## Opdracht:
Vat de tekst over vrijheid van meningsuiting samen in drie zinnen.

## Geselecteerde tekst:
-------------------------
Wat betekent dit recht?
Het recht beschermt zowel het hebben van een mening als het uiten ervan. Dat eerste aspect, het hebben van een mening, is zelfs absoluut: niemand mag dat beperken. Het uiten van meningen kan wel beperkt worden, bijvoorbeeld omdat een mening anderen schaadt. Als een persoon of organisatie de grenzen van vrijheid van meningsuiting overschrijdt, kan de rechter ingrijpen. Zo mogen uitingen niet discriminerend zijn of de openbare veiligheid in gevaar brengen.
Niet alleen het recht op de vrijheid van meningsuiting valt onder artikel 19, maar ook het recht om vrij te kunnen kiezen waar iedereen zijn of haar informatie vandaan haalt, of dat nu offline of online is en ook over grenzen heen. Je kunt hierbij bijvoorbeeld denken aan de rol van de media en journalisten, die informatie verzamelen en verspreiden.
Vrijheid van meningsuiting is het fundament van mensenrechten, de bron van menselijkheid en de moeder van de waarheid.
Wat is de geschiedenis van dit recht?
Het recht op vrijheid van meningsuiting wordt vaak beschouwd als een voorwaarde voor het uitoefenen van alle mensenrechten. Een van de belangrijkste aanleidingen om artikel 19 op te nemen in de Universele Verklaring was het Duitse naziregime van voor en tijdens de Tweede Wereldoorlog. In Duitsland en alle bezette landen werden kritische media gecensureerd of verboden en werden mensen opgepakt en zelfs vermoord om het uiten van hun mening. Er was dus geen vrije toegang tot informatie. Tegelijkertijd had het naziregime uitgebreid gebruik gemaakt van propaganda die opriep tot haat en geweld. Zowel te weinig als teveel vrijheid van meningsuiting had daarmee tot grote verschrikkingen geleid.
-------------------------
## Aangeleverde vermeldingen:
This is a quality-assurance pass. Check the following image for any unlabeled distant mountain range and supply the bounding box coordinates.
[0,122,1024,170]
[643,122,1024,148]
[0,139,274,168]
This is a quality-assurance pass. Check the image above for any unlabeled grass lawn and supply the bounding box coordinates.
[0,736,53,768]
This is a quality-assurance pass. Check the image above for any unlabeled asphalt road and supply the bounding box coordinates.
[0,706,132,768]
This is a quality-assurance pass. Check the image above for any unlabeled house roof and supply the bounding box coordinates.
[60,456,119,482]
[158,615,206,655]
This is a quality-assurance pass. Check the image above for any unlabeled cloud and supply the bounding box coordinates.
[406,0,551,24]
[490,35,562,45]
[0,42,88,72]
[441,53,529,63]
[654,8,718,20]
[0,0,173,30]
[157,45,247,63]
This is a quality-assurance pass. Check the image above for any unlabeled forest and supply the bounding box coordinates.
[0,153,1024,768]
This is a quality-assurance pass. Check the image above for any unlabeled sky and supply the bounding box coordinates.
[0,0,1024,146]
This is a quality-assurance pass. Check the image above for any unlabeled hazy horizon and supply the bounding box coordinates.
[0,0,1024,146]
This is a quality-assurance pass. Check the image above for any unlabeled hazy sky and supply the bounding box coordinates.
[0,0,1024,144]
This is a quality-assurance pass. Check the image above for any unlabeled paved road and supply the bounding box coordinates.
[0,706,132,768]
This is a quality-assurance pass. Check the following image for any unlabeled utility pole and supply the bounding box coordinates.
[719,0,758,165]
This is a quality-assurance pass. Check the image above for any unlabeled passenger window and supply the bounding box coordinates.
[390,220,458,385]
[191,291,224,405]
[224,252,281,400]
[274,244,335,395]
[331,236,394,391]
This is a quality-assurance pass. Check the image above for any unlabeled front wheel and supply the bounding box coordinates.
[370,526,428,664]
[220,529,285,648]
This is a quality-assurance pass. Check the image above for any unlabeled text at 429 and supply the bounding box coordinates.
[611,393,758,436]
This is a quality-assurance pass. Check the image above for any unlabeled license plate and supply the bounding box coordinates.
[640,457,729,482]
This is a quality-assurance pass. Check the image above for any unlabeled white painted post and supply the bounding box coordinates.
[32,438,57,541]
-------------------------
## Antwoord:
Het recht op vrijheid van meningsuiting beschermt zowel het hebben van een mening, wat absoluut is, als het uiten ervan, dat wel beperkt kan worden, bijvoorbeeld als een mening anderen schaadt. Onder artikel 19 valt ook het recht om vrij te kiezen waar iemand informatie vandaan haalt, offline of online en ook over grenzen heen. Een van de belangrijkste aanleidingen voor dit artikel in de Universele Verklaring was het Duitse naziregime, dat kritische media censureerde en mensen om hun mening oppakte en zelfs vermoordde, maar ook propaganda gebruikte die opriep tot haat en geweld.